*Problem to work on*. Your copy should match the entries exactly, with no images carried over.

Saved data entries:

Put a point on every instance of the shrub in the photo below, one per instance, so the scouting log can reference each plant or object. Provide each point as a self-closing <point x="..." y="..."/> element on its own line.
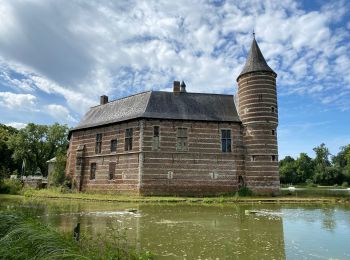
<point x="245" y="191"/>
<point x="10" y="186"/>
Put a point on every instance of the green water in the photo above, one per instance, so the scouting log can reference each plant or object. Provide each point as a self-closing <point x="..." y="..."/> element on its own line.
<point x="180" y="231"/>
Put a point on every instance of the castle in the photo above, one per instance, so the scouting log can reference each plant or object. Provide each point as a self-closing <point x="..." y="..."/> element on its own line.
<point x="181" y="143"/>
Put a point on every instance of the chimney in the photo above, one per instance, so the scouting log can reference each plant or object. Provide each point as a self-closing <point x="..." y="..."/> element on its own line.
<point x="183" y="87"/>
<point x="176" y="86"/>
<point x="103" y="100"/>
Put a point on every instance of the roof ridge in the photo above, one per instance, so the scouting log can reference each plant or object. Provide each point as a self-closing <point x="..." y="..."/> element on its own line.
<point x="143" y="92"/>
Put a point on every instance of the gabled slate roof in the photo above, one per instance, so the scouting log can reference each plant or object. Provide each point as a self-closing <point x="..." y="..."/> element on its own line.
<point x="163" y="105"/>
<point x="255" y="61"/>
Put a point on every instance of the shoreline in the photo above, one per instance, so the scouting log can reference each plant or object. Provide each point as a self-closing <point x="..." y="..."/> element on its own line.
<point x="196" y="200"/>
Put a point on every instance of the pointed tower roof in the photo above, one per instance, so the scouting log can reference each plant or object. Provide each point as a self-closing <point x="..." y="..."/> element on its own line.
<point x="255" y="61"/>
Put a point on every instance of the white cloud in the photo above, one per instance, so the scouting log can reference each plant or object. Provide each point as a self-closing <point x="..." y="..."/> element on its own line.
<point x="118" y="48"/>
<point x="18" y="101"/>
<point x="60" y="113"/>
<point x="17" y="125"/>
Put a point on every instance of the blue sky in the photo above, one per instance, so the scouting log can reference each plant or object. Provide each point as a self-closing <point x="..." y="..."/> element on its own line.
<point x="58" y="57"/>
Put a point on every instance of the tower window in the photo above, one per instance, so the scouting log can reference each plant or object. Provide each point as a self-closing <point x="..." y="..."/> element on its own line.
<point x="226" y="140"/>
<point x="155" y="145"/>
<point x="111" y="170"/>
<point x="181" y="139"/>
<point x="98" y="145"/>
<point x="93" y="171"/>
<point x="128" y="139"/>
<point x="114" y="143"/>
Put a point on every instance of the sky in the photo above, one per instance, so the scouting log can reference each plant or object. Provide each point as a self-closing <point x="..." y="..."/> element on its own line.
<point x="58" y="57"/>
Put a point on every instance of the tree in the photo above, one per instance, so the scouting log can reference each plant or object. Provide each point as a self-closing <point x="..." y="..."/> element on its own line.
<point x="58" y="174"/>
<point x="321" y="163"/>
<point x="36" y="144"/>
<point x="305" y="167"/>
<point x="342" y="162"/>
<point x="287" y="169"/>
<point x="7" y="165"/>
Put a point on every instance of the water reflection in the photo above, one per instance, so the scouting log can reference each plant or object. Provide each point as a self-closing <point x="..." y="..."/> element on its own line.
<point x="209" y="231"/>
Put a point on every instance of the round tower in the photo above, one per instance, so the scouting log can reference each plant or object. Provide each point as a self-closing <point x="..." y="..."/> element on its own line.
<point x="258" y="111"/>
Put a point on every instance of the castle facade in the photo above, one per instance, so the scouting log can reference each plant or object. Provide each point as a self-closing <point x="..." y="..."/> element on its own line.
<point x="181" y="143"/>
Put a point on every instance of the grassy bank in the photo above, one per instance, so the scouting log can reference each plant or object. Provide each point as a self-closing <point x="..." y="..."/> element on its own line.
<point x="22" y="237"/>
<point x="285" y="197"/>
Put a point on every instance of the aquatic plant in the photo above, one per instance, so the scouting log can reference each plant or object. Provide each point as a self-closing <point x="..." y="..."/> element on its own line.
<point x="23" y="237"/>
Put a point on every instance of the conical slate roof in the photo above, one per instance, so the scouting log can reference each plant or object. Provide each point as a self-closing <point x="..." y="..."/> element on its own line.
<point x="255" y="61"/>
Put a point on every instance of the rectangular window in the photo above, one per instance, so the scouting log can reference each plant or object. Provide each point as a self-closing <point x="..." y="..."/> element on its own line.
<point x="226" y="140"/>
<point x="98" y="143"/>
<point x="128" y="139"/>
<point x="114" y="143"/>
<point x="93" y="171"/>
<point x="182" y="142"/>
<point x="155" y="145"/>
<point x="111" y="170"/>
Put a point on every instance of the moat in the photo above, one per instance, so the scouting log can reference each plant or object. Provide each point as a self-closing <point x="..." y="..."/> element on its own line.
<point x="192" y="231"/>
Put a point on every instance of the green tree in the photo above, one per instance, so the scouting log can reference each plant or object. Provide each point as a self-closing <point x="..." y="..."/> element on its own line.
<point x="287" y="169"/>
<point x="342" y="162"/>
<point x="322" y="162"/>
<point x="58" y="176"/>
<point x="305" y="167"/>
<point x="7" y="165"/>
<point x="36" y="144"/>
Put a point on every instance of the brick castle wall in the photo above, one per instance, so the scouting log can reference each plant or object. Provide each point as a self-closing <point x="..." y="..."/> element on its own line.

*Answer section*.
Put a point on every instance of the shrub in the photo below, one per instance, so the scouting log can reference each plant or object. Provide each point as a self-closing <point x="..." y="..."/> element on its own line.
<point x="245" y="191"/>
<point x="10" y="186"/>
Put a point on every instance of the green water in the photo above, one per instance, so the scouting log can reference each plant or object. Provide each point as a self-closing <point x="..." y="..."/> element on its own line.
<point x="180" y="231"/>
Put a point on every instance of the castle in the photo above, one per instance, so the scouting log can reference each plant or object. Provide each point as a self-closing <point x="..." y="..."/> element on its own line.
<point x="181" y="143"/>
Put a point on every instance of the chimney in the photo above, one per instance, so the scouting log can reference each plant or object. Provide each point as a self-closing <point x="..." y="..."/> element on its own line.
<point x="183" y="87"/>
<point x="176" y="86"/>
<point x="103" y="100"/>
Put a point on every instance of the roof ridge in the photo above, one per instance, so the scouting log can reference each plant or object. Provide each point as a self-closing <point x="..." y="..."/> element on its own line.
<point x="143" y="92"/>
Put a point on every instance of the gabled slate roof in the photo above, one per instance, so the scouting log can reference each plant or object. Provide each point as a self-closing <point x="..." y="..."/> element on its own line.
<point x="163" y="105"/>
<point x="255" y="61"/>
Put a point on every instance of the shoreline in the photo above, one per instance, so the scouting log can reference each plant or object. Provide each point as a self-closing <point x="..." y="..."/> element on its own line.
<point x="196" y="200"/>
Put a point on every instance of the pointed tower roof in the photo above, one per instance, so the scouting log can reference each plant or object. Provide each point as a self-closing <point x="..." y="..."/> element on its own line.
<point x="255" y="61"/>
Put a point on every instance of the white cloud in the photo above, one per instance, so the scouting log can reference each plant or object. Provide each point as a self-closing <point x="..." y="..."/> element on its own line.
<point x="118" y="48"/>
<point x="18" y="101"/>
<point x="60" y="113"/>
<point x="17" y="125"/>
Put a point on every instance of the blue sky in the photo above, one per instance, so the scouting log can reference each plant or object. Provide each point as a self-closing <point x="..." y="..."/> element on its own line.
<point x="58" y="57"/>
Put a point on every instance of the tower window in the photo above, one per instance, so the scouting log can reference each plant or object. Provide each point as a self-closing <point x="..." y="..."/> element on its own line.
<point x="226" y="140"/>
<point x="155" y="145"/>
<point x="111" y="170"/>
<point x="181" y="139"/>
<point x="98" y="145"/>
<point x="93" y="171"/>
<point x="128" y="139"/>
<point x="114" y="143"/>
Put a point on every instance of the sky in the photo above, one per instance, so the scouting log can reference each plant or object. Provide each point as a self-closing <point x="..." y="..."/> element on its own line.
<point x="58" y="57"/>
Put a point on every instance of the tree in the photo above, one per instance, so the scouting log can reference each plant or object. Provide each point as a self-closing <point x="..." y="..."/> element on its own line.
<point x="58" y="174"/>
<point x="321" y="163"/>
<point x="36" y="144"/>
<point x="305" y="167"/>
<point x="342" y="162"/>
<point x="287" y="169"/>
<point x="7" y="165"/>
Put a point on every instance of the water reflection in the photo above, one per instance, so the scouting log can reference each plant or object. Provide each point as a self-closing <point x="..." y="..."/> element on its own line.
<point x="209" y="231"/>
Put a point on every instance of the round tower in the photo above, one per instance, so the scouting log can reference each plant or object. Provide each point as a self-closing <point x="..." y="..."/> element on its own line.
<point x="258" y="111"/>
Put a point on every instance of the castle facade in the photo above, one per instance, so the scouting log can reference each plant or object. Provide each point as a self-closing <point x="..." y="..."/> element on its own line.
<point x="181" y="143"/>
Put a point on every instance of the grassy bank in the photo above, one per instance, so the scouting log can reference each plant or object. Provide each point as a self-closing <point x="..." y="..."/> element on its own line.
<point x="22" y="237"/>
<point x="285" y="197"/>
Put a point on every instance of the aquatic plant in the photo above, one per instance, so the scouting log can reference each plant or object. Provide each point as a self-closing <point x="..." y="..."/> element on its own line.
<point x="23" y="237"/>
Put a point on every instance of the conical slate roof in the photo above, one per instance, so the scouting log can reference each plant or object. Provide each point as a self-closing <point x="..." y="..."/> element on its own line.
<point x="255" y="61"/>
Put a point on every instance of the rectangular window in the photo above, one per instance, so the scouting log can reference each plant or object. Provide each point as a self-closing <point x="..." y="..."/> element on its own line.
<point x="226" y="140"/>
<point x="98" y="143"/>
<point x="128" y="139"/>
<point x="114" y="143"/>
<point x="93" y="171"/>
<point x="182" y="142"/>
<point x="155" y="145"/>
<point x="111" y="170"/>
Put a point on every instance of the moat in the photo above, one per instance, so the scouting log can reference each plant or object. Provide each point as a self-closing <point x="..." y="..."/> element on its own line.
<point x="192" y="231"/>
Put a point on every instance of the green tree in the photo above, one per instance, so the scouting log can reference each plant or object. Provide each point as a self-closing <point x="..." y="..."/> element on its own line.
<point x="287" y="169"/>
<point x="342" y="162"/>
<point x="322" y="162"/>
<point x="58" y="176"/>
<point x="305" y="167"/>
<point x="7" y="165"/>
<point x="36" y="144"/>
Put a point on every instance of the brick castle wall in the photo above, one per instance, so the scouting log can reference each plant or object. Provide each point as a self-closing <point x="..." y="..."/> element on its own line.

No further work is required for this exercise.